_Document extract_:
How the technologies fit together
Each sensing method captures a different aspect of reality. Radio waves reveal motion beneath fur, LiDAR maps the body’s shape, and optical systems show surface heat or color changes. Combined through AI, they create a composite understanding of life signs and behavior—an integrated, multimodal view of health. In human hospitals, radar and optical fusion already track neonatal breathing and sleep quality; the same principle could soon extend to stables, shelters, and homes shared by people and pets.
“Integrating contactless sensing into practice isn’t about gadgets—it’s about removing friction. It keeps clinicians’ attention on the patient, not the equipment.” — Melissa Magazu-Johnsonbaugh, Principal, Practice & Standards
Veterinary opportunities: five domains of impact
As the technology matures, veterinary medicine will benefit across five broad domains, each built on a shared principle of observation without restraint:
1) Vital-sign monitoring
Principle: Continuous, non-invasive tracking of heart rate, respiration, and motion. Examples include radar arrays above ICU cages, Wi-Fi respiration mapping for anesthesia recovery, and thermal overlays that visualize fever or inflammation in real time.

(Dataset entries)
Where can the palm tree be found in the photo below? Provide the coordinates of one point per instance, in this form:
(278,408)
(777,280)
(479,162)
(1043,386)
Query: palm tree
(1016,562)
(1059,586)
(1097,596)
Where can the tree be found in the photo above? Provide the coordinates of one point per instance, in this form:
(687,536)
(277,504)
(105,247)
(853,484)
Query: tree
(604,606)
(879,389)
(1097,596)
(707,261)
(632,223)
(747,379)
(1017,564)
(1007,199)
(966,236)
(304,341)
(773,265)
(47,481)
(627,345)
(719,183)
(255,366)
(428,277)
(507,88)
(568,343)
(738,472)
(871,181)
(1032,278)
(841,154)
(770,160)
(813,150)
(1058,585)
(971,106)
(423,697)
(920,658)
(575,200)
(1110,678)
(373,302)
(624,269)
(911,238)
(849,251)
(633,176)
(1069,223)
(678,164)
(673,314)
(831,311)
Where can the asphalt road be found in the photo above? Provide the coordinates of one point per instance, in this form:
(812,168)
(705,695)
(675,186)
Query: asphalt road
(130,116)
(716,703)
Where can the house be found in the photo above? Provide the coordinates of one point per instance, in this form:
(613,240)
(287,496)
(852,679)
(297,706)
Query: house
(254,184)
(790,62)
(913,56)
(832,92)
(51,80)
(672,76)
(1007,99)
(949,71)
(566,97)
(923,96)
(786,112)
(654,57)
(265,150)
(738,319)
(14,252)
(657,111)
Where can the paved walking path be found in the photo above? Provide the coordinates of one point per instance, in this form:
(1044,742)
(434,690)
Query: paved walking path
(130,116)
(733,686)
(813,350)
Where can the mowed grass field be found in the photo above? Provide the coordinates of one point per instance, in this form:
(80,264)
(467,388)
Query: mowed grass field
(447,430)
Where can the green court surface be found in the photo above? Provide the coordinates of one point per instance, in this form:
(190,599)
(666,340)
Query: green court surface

_Task requirements_:
**1)** Condense the paragraph of the contactless sensing text that opens "Each sensing method captures" into a short bulleted list that keeps its main facts.
**2)** According to the contactless sensing text, what does LiDAR map?
**3)** Reproduce the part of the contactless sensing text that starts at the words "How the technologies" and ends after "people and pets.".
This data was taken from a separate source, not from the text.

_Answers for this exercise_:
**1)**
- Each sensing method captures a different aspect of reality.
- Radio waves reveal motion beneath fur.
- LiDAR maps the body's shape.
- Optical systems show surface heat or color changes.
- AI combines them into a multimodal view of life signs, behavior and health.
- Human hospitals already use radar and optical fusion to track neonatal breathing and sleep quality.
- The same principle could extend to stables, shelters, and homes shared by people and pets.

**2)** LiDAR maps the body's shape.

**3)**
How the technologies fit together
Each sensing method captures a different aspect of reality. Radio waves reveal motion beneath fur, LiDAR maps the body’s shape, and optical systems show surface heat or color changes. Combined through AI, they create a composite understanding of life signs and behavior—an integrated, multimodal view of health. In human hospitals, radar and optical fusion already track neonatal breathing and sleep quality; the same principle could soon extend to stables, shelters, and homes shared by people and pets.